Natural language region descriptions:
^^^^^^^^

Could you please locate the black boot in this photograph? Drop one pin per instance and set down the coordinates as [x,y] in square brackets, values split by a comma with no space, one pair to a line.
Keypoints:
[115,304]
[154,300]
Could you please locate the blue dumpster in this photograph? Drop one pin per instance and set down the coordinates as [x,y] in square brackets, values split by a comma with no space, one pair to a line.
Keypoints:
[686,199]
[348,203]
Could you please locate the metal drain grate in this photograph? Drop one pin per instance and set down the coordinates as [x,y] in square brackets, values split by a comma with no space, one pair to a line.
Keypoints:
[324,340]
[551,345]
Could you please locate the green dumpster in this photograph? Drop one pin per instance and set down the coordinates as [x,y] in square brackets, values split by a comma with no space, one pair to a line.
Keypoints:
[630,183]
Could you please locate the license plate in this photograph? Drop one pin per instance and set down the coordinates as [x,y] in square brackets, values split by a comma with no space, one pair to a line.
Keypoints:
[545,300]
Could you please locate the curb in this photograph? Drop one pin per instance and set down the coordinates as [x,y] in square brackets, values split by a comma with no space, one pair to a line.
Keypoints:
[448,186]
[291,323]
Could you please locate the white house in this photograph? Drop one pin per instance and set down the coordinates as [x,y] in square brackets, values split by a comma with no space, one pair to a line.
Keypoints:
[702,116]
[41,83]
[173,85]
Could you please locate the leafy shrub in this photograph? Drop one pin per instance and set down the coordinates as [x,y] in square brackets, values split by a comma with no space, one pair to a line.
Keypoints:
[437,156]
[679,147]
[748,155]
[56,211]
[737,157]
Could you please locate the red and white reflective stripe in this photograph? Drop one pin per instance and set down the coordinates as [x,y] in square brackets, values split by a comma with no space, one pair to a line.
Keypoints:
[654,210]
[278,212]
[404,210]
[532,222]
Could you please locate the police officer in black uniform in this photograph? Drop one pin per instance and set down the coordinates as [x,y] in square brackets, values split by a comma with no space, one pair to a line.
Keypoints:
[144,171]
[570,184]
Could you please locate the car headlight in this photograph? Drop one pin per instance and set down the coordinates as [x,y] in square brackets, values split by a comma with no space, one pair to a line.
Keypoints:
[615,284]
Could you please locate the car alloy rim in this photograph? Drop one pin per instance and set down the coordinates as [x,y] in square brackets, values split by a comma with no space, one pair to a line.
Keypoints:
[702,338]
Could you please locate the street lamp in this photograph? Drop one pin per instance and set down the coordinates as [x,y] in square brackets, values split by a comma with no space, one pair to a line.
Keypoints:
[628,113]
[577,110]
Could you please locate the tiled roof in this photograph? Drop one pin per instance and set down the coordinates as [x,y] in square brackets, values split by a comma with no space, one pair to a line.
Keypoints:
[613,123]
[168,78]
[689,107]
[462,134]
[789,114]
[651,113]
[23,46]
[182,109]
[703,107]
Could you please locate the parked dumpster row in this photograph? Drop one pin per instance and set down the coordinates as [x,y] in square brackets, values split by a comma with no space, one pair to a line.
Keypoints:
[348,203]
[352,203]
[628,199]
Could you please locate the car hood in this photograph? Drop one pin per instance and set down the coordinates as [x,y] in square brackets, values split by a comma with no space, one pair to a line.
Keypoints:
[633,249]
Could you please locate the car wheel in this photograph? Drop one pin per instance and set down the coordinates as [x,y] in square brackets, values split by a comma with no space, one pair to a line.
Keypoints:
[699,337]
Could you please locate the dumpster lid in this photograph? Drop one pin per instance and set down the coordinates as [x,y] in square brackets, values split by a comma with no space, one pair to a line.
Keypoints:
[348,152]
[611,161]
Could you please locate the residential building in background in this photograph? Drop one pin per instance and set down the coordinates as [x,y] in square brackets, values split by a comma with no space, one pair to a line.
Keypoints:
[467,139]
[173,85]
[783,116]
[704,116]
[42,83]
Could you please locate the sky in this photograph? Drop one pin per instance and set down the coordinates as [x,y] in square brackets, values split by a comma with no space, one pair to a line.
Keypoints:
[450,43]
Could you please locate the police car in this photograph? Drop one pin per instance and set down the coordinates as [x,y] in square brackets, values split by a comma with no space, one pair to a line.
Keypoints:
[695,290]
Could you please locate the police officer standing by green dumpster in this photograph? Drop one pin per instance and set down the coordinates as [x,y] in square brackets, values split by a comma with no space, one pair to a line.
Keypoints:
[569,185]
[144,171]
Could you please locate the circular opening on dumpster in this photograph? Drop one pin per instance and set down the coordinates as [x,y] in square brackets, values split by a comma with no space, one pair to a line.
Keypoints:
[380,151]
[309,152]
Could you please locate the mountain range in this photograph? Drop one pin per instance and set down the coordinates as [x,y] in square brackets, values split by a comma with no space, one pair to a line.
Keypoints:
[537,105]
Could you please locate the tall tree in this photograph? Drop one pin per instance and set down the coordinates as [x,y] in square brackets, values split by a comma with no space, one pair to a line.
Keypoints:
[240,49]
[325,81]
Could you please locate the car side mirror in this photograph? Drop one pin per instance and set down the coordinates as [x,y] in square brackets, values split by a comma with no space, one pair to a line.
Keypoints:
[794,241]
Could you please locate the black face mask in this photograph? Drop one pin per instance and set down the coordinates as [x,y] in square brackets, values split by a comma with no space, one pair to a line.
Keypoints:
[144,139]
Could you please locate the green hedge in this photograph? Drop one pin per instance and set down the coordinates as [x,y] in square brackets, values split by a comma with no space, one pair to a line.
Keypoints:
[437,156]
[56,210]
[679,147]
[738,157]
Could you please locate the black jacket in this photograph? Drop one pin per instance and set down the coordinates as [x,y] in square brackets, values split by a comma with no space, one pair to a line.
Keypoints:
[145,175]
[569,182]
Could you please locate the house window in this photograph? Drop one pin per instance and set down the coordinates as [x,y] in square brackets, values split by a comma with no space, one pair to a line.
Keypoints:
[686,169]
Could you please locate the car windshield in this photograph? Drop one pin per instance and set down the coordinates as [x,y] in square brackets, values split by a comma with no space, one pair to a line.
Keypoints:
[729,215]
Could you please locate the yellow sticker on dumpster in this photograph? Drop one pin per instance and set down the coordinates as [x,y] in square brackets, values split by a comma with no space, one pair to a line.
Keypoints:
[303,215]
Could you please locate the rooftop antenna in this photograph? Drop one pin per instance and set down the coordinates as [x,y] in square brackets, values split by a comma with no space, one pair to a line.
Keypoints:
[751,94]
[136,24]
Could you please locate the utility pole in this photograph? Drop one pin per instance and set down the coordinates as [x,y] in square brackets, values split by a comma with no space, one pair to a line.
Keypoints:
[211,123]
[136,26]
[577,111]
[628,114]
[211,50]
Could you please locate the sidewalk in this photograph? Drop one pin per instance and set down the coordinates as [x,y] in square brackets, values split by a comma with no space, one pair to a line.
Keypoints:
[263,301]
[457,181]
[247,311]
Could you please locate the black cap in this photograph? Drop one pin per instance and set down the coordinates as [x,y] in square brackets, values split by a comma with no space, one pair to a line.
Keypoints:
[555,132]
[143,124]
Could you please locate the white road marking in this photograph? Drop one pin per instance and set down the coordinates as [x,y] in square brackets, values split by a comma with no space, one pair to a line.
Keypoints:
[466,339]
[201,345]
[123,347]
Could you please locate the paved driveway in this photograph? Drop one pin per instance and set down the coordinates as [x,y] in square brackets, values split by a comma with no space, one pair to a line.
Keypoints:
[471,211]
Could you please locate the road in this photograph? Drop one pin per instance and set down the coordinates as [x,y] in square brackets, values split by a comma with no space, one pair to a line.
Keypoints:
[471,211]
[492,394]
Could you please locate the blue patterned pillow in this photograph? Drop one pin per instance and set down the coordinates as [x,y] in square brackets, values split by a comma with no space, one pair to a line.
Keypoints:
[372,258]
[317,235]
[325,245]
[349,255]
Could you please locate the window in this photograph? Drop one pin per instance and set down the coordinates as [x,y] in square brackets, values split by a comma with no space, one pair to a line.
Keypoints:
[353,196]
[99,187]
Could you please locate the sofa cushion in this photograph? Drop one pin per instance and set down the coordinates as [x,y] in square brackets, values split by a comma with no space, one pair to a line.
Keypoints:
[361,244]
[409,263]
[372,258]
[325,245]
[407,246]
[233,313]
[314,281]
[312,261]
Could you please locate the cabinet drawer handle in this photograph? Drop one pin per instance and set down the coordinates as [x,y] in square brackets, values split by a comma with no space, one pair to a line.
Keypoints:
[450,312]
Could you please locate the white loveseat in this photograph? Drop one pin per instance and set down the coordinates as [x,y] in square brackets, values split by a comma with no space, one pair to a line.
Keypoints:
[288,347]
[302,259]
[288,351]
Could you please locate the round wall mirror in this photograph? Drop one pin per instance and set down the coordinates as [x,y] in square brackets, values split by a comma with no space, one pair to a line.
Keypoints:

^^^^^^^^

What the task requires
What is the number of lines above that contain the string "officer"? Answer with the number alone.

Solution to this exercise
2